● WHAT IS EXPECTED:
Select and copy out each line of the items that contains the string "wooden".
++++ DATASET ENTRIES ++++
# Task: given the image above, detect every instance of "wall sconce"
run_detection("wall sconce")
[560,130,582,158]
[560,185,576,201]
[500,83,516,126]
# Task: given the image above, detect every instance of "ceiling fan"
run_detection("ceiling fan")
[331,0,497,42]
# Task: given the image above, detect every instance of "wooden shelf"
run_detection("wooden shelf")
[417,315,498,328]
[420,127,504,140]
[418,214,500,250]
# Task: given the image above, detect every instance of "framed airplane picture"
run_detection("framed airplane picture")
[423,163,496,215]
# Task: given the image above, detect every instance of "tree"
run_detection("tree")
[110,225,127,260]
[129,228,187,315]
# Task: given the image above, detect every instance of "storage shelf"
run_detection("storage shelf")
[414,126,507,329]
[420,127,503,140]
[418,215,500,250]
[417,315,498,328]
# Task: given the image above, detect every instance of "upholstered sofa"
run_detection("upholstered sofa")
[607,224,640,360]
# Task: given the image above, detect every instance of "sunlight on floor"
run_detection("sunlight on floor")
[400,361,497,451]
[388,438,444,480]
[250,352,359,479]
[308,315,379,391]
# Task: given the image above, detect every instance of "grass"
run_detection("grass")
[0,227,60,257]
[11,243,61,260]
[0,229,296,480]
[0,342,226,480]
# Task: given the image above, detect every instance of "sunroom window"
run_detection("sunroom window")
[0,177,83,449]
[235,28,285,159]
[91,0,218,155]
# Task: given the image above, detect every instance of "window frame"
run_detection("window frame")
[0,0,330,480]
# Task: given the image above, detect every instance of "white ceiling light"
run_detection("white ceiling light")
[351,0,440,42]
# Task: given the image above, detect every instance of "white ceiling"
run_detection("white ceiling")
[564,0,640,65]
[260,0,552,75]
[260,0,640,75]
++++
++++ DATASET ENTRIES ++++
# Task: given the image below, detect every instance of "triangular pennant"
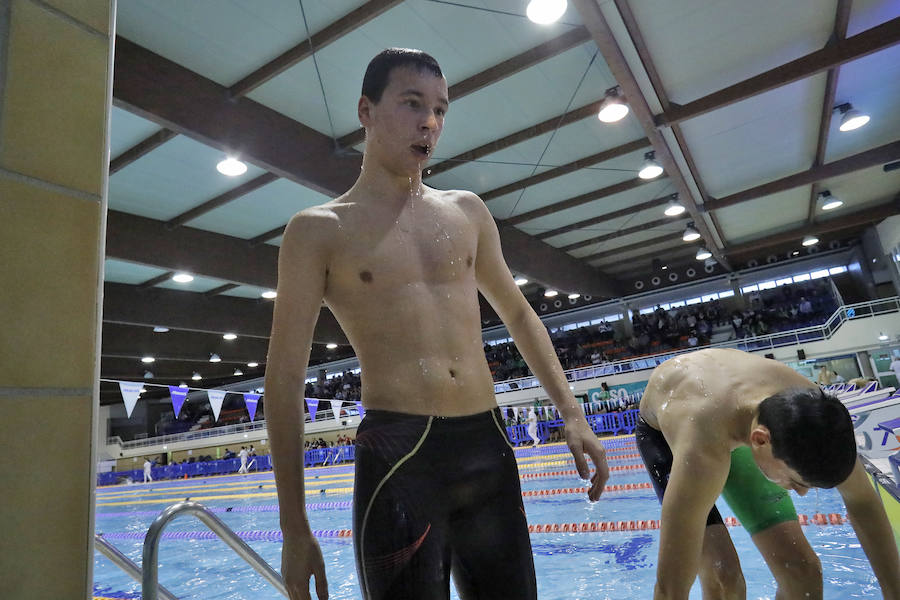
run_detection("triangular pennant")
++++
● FINAL RESULT:
# Task: given the image above, detect every instance of "wooden shelf"
run_detection("wooden shelf")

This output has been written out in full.